• **WHAT NEEDS TO BE DONE**
Write out the stretch of the server load passage from "Fast forward a" through "keeping it down.", word for word.
------ QUOTED TEXT
Fast forward a few hours 'til after downtime (and coffee), and we're back up with a much more aggressive population cap - 1,850:
We wanted to keep things fairly low at this point as we had found a few bugs in how Crime Watch worked under Time Dilation. It's not something it's asked to do very often so these issues hadn't come up since TiDi's introduction months ago. However, even with such a low cap (1,850 is low these days, how far we've come...), TiDi is kicking in. Unfortunately, it's not keeping load in the nice 80-100% band like I like to see, it's holding around 60-90%, with just a couple spikes here and there keeping it down.
Later that afternoon, CCP Masterplan hot-patched Jita with a fix for the nastier issue we had found with Crime Watch and I got to work tweaking TiDi and upping the population cap. Essentially, we're looking at a load profile with high ambient load and small spikes. The trick was to find the sweet spot that would keep the ambient load at around 80% CPU and have TiDi be less sensitive to spikes as they were almost guaranteed to be small. Normally we have to be much more aggressive when a spike starts because it could be a huge jump-in or a really effective bomber run, but in this particular use case we're limited to ganks or smartbombings involving tens of ships, not thousands.
------------
------ RECORDED INFORMATION
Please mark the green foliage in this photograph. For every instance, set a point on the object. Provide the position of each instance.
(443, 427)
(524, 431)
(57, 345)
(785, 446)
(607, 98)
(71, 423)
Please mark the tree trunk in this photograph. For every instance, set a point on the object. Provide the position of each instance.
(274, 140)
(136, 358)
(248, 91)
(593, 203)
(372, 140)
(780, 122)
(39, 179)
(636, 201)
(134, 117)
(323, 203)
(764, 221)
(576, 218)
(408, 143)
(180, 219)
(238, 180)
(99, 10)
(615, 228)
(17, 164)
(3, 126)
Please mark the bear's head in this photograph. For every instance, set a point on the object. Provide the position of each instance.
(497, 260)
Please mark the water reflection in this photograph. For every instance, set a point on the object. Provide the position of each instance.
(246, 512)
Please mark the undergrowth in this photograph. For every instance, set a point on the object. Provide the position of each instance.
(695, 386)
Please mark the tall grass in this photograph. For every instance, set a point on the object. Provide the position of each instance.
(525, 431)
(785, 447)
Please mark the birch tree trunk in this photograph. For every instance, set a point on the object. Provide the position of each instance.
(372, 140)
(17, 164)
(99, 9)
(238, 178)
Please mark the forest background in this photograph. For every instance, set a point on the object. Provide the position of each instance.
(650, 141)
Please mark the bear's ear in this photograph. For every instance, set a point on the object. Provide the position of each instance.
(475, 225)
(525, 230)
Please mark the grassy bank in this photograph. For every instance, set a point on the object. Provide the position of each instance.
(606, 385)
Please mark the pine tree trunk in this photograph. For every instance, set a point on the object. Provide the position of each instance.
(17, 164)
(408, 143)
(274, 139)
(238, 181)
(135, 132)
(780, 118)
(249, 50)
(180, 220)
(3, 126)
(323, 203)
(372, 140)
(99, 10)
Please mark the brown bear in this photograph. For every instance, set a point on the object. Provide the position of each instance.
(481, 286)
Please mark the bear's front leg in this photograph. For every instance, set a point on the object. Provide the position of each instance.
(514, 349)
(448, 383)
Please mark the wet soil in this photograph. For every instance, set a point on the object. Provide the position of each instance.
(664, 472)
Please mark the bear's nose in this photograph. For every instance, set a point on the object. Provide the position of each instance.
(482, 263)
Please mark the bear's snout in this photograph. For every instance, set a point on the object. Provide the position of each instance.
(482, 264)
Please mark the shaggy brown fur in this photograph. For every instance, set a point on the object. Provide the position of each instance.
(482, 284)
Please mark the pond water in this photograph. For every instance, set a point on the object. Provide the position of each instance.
------------
• **RESULT OF THIS EXERCISE**
Fast forward a few hours 'til after downtime (and coffee), and we're back up with a much more aggressive population cap - 1,850:
We wanted to keep things fairly low at this point as we had found a few bugs in how Crime Watch worked under Time Dilation. It's not something it's asked to do very often so these issues hadn't come up since TiDi's introduction months ago. However, even with such a low cap (1,850 is low these days, how far we've come...), TiDi is kicking in. Unfortunately, it's not keeping load in the nice 80-100% band like I like to see, it's holding around 60-90%, with just a couple spikes here and there keeping it down.